Aim:
Please reproduce the material below word for word, leaving out the pictures.

Data records:
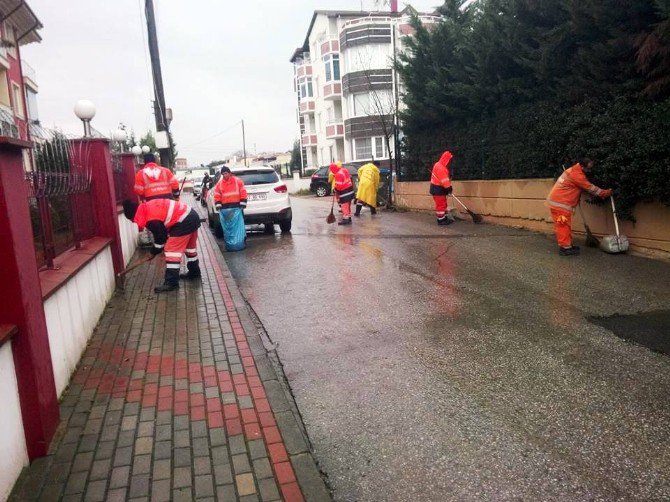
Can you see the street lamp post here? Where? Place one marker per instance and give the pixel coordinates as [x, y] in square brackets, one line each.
[85, 111]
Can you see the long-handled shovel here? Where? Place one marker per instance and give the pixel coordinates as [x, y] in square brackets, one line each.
[331, 216]
[476, 218]
[614, 244]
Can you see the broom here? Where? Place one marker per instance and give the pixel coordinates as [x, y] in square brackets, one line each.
[331, 216]
[476, 218]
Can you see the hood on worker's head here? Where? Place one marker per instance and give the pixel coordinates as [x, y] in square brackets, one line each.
[129, 209]
[446, 158]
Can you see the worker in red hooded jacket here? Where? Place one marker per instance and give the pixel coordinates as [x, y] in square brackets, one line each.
[175, 228]
[344, 190]
[155, 182]
[563, 199]
[440, 187]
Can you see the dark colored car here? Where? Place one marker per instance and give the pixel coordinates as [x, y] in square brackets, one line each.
[320, 185]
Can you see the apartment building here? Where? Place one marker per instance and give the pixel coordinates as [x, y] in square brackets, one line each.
[346, 87]
[18, 83]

Output:
Can you see the street lamp post here? Where? Place one marker per instance and give the pixel coordinates as [x, y] in square brackets, one line each.
[85, 111]
Can you see the long-handled shovel here? Where? Place one marker per instance and give the pixel coordinates as [x, y] in square brackets, one line each.
[331, 216]
[476, 218]
[614, 244]
Can you see the broom here? Where? Place one marker per instance and give the pixel coordinates as [x, y] in square brackets, one line each.
[331, 216]
[476, 218]
Can you see the hood on worker's head here? Where? Place one marker per instance and give the pixel coordinates as [x, y] in square brackets, one line each.
[129, 209]
[446, 158]
Can you see the worker in red hooded jacket here? Where? Place one marker per instance and give the pixel coordinates as [x, y] in square brackets, one line each.
[175, 228]
[344, 190]
[155, 182]
[563, 199]
[440, 187]
Can you see the dark colored car here? Where? Place one marker per instance and give the pixel coordinates as [x, y] in square brackets, one line each.
[320, 185]
Can you see the apartment building here? Where? Place one marker per instance and give the pixel coordinates as [x, y] in square brackets, one line each.
[346, 87]
[18, 83]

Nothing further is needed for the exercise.